= Dataset entries =

--------------------------------

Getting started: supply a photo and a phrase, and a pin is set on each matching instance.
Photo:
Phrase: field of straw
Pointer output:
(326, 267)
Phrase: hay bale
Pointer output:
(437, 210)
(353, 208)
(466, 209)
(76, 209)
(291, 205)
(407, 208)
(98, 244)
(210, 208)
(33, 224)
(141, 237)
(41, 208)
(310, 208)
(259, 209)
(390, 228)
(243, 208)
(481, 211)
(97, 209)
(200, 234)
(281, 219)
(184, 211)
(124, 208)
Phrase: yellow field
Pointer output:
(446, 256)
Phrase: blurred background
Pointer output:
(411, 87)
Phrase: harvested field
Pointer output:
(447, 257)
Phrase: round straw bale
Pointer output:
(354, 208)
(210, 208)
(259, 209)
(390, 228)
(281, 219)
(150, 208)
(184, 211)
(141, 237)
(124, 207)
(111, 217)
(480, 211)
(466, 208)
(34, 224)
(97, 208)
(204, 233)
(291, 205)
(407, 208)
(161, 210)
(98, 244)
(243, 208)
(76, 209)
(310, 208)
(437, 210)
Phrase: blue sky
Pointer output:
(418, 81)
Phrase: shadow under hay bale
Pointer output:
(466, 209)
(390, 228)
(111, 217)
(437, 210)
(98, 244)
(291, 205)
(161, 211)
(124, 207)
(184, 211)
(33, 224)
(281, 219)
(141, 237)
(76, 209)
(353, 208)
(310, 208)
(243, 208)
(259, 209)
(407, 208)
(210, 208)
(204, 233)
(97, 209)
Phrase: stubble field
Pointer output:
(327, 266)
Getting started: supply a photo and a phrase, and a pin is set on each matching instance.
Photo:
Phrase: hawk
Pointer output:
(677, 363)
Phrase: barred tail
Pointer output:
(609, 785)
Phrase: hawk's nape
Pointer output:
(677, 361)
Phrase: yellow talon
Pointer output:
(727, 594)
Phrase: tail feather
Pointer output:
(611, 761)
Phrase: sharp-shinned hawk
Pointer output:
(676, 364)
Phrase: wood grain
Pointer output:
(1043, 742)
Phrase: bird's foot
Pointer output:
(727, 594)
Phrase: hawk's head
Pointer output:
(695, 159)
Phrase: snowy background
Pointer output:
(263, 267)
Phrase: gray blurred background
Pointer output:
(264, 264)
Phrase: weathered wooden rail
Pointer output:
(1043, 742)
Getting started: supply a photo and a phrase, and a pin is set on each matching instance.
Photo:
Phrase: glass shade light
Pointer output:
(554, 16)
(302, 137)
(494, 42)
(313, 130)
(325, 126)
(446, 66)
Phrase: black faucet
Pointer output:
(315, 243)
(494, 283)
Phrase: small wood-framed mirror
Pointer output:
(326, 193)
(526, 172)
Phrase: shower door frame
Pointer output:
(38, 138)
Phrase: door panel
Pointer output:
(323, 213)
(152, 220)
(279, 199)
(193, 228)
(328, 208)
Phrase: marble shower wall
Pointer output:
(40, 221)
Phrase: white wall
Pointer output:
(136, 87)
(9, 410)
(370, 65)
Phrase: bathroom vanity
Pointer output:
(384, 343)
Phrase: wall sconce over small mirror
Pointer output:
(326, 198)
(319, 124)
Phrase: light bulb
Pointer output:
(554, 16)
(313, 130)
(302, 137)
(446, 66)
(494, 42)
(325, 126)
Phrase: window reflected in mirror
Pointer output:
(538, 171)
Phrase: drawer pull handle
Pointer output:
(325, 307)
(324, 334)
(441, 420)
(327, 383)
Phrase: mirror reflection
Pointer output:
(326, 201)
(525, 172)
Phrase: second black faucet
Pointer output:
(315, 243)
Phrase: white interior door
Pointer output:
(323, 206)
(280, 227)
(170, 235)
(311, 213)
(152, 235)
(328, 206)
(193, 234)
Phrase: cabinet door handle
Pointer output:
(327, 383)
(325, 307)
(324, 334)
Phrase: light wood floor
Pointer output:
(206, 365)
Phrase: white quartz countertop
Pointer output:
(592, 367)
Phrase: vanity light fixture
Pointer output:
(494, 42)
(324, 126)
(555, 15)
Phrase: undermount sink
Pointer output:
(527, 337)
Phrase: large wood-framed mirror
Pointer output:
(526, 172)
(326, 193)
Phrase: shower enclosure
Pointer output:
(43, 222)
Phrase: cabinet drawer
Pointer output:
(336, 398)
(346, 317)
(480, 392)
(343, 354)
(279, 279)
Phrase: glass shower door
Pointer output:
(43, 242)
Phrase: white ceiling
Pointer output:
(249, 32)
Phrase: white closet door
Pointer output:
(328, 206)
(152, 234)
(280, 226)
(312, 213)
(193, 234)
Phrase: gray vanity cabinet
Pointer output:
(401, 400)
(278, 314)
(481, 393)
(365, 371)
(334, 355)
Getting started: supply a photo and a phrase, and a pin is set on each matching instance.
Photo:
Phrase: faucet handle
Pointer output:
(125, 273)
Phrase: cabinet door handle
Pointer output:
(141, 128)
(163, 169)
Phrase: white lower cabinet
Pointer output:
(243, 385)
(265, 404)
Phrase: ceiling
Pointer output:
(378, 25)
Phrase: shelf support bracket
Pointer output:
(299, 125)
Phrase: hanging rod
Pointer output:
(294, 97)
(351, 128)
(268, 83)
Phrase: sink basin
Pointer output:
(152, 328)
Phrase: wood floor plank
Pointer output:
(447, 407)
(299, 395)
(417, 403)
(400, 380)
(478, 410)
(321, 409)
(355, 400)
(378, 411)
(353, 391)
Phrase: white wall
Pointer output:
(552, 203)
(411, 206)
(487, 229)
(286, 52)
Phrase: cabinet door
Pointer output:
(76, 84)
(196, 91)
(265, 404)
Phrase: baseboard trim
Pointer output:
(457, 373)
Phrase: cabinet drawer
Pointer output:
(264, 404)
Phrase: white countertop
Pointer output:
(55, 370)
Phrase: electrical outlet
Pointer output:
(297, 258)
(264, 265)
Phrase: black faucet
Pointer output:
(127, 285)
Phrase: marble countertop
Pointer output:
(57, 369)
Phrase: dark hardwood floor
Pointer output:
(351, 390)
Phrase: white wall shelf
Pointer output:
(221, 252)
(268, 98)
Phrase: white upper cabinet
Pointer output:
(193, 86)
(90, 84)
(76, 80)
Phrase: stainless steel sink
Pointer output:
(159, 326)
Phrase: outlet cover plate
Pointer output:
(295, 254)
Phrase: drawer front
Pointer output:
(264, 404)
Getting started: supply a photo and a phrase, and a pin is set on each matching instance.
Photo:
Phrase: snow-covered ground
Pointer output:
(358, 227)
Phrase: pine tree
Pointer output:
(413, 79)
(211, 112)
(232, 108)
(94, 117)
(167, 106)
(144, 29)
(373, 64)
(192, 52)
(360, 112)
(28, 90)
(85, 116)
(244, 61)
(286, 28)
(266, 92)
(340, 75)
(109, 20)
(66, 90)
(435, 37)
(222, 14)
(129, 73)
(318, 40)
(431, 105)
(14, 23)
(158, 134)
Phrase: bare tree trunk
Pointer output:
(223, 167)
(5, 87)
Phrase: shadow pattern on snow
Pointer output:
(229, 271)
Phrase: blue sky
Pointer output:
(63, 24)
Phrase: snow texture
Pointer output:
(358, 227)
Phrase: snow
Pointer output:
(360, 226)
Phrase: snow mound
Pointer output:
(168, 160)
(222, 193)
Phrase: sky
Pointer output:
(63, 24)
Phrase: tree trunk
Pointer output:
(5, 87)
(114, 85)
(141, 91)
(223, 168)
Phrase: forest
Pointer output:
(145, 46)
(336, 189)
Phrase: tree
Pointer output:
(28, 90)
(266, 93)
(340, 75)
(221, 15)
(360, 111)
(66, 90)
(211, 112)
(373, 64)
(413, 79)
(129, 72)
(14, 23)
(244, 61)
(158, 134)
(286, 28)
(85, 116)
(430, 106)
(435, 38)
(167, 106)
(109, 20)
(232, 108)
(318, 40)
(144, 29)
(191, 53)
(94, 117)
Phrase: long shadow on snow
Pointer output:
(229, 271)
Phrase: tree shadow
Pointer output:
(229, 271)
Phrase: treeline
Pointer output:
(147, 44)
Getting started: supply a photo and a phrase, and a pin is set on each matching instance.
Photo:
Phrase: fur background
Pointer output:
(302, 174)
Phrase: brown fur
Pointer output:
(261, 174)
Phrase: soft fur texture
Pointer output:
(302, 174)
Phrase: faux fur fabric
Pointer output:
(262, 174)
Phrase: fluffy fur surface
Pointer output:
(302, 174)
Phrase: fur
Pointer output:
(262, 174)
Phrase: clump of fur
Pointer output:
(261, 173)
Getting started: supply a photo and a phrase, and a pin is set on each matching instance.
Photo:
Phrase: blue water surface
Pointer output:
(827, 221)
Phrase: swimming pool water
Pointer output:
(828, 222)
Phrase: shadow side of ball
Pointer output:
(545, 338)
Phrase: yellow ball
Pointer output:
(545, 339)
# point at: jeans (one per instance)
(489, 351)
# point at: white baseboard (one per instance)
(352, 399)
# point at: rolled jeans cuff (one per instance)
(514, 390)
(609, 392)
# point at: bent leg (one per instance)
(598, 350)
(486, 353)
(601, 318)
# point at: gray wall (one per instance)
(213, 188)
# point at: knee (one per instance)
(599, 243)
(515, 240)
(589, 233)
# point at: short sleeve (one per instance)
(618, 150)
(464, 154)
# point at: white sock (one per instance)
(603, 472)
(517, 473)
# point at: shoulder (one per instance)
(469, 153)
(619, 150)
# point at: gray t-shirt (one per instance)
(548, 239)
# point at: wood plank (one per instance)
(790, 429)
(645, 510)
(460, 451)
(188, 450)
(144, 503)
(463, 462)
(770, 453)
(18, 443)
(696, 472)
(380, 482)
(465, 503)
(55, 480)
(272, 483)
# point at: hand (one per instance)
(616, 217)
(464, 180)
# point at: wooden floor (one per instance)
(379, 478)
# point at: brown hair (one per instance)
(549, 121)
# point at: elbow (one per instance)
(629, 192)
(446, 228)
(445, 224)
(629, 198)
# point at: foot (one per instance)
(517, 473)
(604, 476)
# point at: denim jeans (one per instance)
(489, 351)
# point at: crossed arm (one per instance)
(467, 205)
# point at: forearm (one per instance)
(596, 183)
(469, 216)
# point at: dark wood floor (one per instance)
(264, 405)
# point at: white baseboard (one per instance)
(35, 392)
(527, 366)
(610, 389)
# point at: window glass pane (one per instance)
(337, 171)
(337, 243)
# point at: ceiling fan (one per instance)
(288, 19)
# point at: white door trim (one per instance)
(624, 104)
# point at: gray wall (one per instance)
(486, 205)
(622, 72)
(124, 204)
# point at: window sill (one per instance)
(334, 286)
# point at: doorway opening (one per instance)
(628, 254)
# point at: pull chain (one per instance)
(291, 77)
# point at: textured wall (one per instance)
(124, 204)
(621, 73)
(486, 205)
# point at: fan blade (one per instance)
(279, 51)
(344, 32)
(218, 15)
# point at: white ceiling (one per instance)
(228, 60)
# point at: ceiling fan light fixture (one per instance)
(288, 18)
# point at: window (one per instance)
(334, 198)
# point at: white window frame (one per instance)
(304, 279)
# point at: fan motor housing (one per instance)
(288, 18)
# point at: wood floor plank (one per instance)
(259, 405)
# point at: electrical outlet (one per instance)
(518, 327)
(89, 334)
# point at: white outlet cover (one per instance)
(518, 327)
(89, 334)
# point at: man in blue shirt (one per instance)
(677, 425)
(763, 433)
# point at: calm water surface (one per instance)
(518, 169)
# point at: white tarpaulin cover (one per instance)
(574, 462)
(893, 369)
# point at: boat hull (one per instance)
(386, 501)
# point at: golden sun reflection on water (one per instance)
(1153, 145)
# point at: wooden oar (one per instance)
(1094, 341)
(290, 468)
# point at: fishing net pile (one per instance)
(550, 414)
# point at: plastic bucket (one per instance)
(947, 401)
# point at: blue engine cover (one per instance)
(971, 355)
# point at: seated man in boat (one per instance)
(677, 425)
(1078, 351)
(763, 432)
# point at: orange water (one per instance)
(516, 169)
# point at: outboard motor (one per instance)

--------------------------------

= TASK STATEMENT =
Rewrite the items from the line containing "# point at: ceiling fan (one per instance)" through the end of the items, switching "wooden oar" to "paddle" and leaving everything else unchanged.

= WRITTEN ANSWER =
# point at: ceiling fan (one per instance)
(288, 19)
# point at: white door trim (one per instance)
(624, 104)
# point at: gray wall (one per instance)
(486, 205)
(622, 72)
(124, 204)
# point at: window sill (one per instance)
(334, 286)
# point at: doorway opening (one per instance)
(628, 254)
# point at: pull chain (one per instance)
(291, 77)
# point at: textured wall (one per instance)
(124, 204)
(621, 73)
(486, 205)
# point at: fan blade (one per instance)
(279, 51)
(344, 32)
(218, 15)
# point at: white ceiling (one per instance)
(228, 60)
# point at: ceiling fan light fixture (one per instance)
(288, 18)
# point at: window (one per instance)
(334, 198)
# point at: white window frame (one per instance)
(304, 279)
# point at: fan motor housing (one per instance)
(288, 18)
# point at: wood floor plank (one per instance)
(259, 405)
# point at: electrical outlet (one per instance)
(518, 327)
(89, 334)
# point at: white outlet cover (one per instance)
(518, 327)
(89, 334)
# point at: man in blue shirt (one per instance)
(677, 425)
(763, 433)
# point at: calm water surface (one per instance)
(518, 169)
# point at: white tarpaulin cover (one per instance)
(574, 462)
(893, 369)
# point at: boat hull (one per instance)
(386, 501)
# point at: golden sun reflection on water (one per instance)
(1153, 145)
# point at: paddle (one per instance)
(1094, 341)
(290, 468)
# point at: fishing net pile (one per instance)
(550, 414)
# point at: plastic bucket (one per instance)
(947, 401)
# point at: blue engine cover (one per instance)
(971, 355)
# point at: seated man in boat (one per instance)
(677, 425)
(1078, 351)
(763, 432)
# point at: orange water (one per instance)
(516, 169)
# point at: outboard motor (one per instance)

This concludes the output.